» Challenges
1. Decide whether each statement agrees with the text on System/360, answering yes or no and quoting the deciding words: (a) The CDC 6600 was meant for both scientific and data processing work. (b) IBM's line of processors was initially to number six. (c) In machines at the low performance end of the range, logical registers are normally implemented within main storage.
2. Answer these questions from the text on System/360:
(a) In what year was the IBM System/360 introduced?
(b) What performance range factor did IBM intend for its line of processors?
(c) In the quoted remark, what is the one mistake that is difficult to recover from?

» Given text
Two-address systems: IBM System/360 and /370
The design objectives for the IBM System/360 (introduced in 1964)
[1], were very different from those for
the CDC 6600 (described under Three Address Systems). IBM's
intention was to produce a line of processors (initially six) with
compatible order codes, but a performance range factor of 50.
Furthermore, whereas the CDC 6600 was intended specifically for
scientific and technological work, System/360 machines were required
to be configurable for a variety of tasks covering both scientific and
data processing applications. The former are dominated by
floating-point operations, where fast access to intermediate values
requires the provision of one or more registers close to the
arithmetic unit(s) in the central processor. Data processing
applications, on the other hand, frequently involve the movement (and
fairly simple manipulation) of long strings of data, and direct
two-address storage to storage operations are much more appropriate
than operations involving three store addresses or operations
involving the use of intermediate values held in registers.
Furthermore, in machines at the low performance end of the range,
logical registers are normally implemented within main storage, and
the extra store accesses required for these registers would actually
slow down this type of operation.
Store addressing is itself a major problem in the design of a
compatible range of computers; to quote from IBM, in turn quoting from
DEC [1], [2]
"There is
only one mistake ... that is difficult to recover from - not providing
enough address bits ..."

» Data extract
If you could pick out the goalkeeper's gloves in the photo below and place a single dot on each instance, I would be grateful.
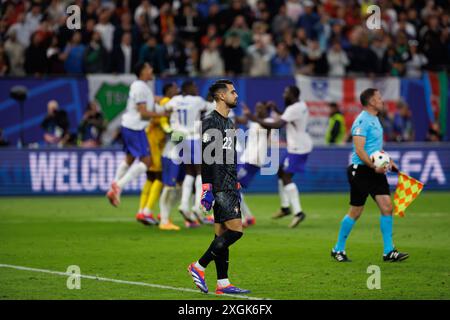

» Written responses
1.
(a) No: "the CDC 6600 was intended specifically for scientific and technological work"
(b) Yes: "a line of processors (initially six)"
(c) Yes: "logical registers are normally implemented within main storage"

2.
(a) 1964
(b) A factor of 50
(c) Not providing enough address bits